The lower chrome colored section of the front face contains a discreet embossed LG logo. The upper section contains a standard looking ear-piece speaker, sensors and front facing camera on a matte black surround that also encompasses the display’s bezel. The front face of the device looks very modern and attractive.
In terms of navigation the LG G3 uses exclusively on-screen buttons, lacking placement of hardware buttons either side of the logo. This is a trend that continues to grow, but I cannot help feeling that LG could be offering both. The recently reviewed OnePlus One manages to slickly flip from on-screen to hardware buttons without skipping a beat. It allows you to go for the maximum possible screen viewing area and enjoy the old fashioned hardware button usage that I still prefer to be honest. If it is physically possible to add the buttons, why not?

Stored rows

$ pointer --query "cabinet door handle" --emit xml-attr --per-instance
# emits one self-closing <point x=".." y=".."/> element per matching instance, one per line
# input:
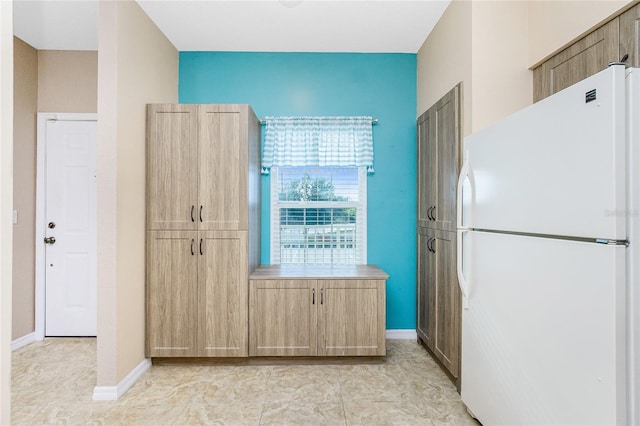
<point x="430" y="245"/>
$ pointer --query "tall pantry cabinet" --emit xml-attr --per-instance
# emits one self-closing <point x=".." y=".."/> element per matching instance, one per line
<point x="438" y="295"/>
<point x="203" y="228"/>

To do
1) Write out the part of the LG G3 review that begins at the words "The lower chrome" and stops after "buttons, why not?".
2) Carry on the LG G3 review from the point where it ends.
The entries come from a different source than the LG G3 review.

Answers for the tasks
1)
The lower chrome colored section of the front face contains a discreet embossed LG logo. The upper section contains a standard looking ear-piece speaker, sensors and front facing camera on a matte black surround that also encompasses the display’s bezel. The front face of the device looks very modern and attractive.
In terms of navigation the LG G3 uses exclusively on-screen buttons, lacking placement of hardware buttons either side of the logo. This is a trend that continues to grow, but I cannot help feeling that LG could be offering both. The recently reviewed OnePlus One manages to slickly flip from on-screen to hardware buttons without skipping a beat. It allows you to go for the maximum possible screen viewing area and enjoy the old fashioned hardware button usage that I still prefer to be honest. If it is physically possible to add the buttons, why not?

2)
The LG G3 is similar in many way to the OnePlus One in that it squeezes a 5.5 inch display inside a frame that feels only a touch larger than the Nexus 5, which is a 5 inch device. Much of this is achieved with both devices sporting the thinnest bezels we have ever come across. This is evident when you first start to use the device, especially when reaching up for the notification bar at the top edge. The rounded sleek design means it’s actually still doable – a remarkable fact for a device that flirts with true phablet proportions.
The LG G3 feels good in the hand, employing a “floating curve” design that offers a gently sloping curve from center to edge. At its thickest in the center, the LG G3 is 9.1mm thick. While it might not win any awards for thinness (consider the Gionee Elife S5.5 at a mere 5.5 inches), the G3 does not feel at all thick with the curved back (which not as steep as with the more bullet-like HTC One M8) feeling very comfortable in the hand. The overall impression is one of really good ergonomics and class. No cheap plastic finish.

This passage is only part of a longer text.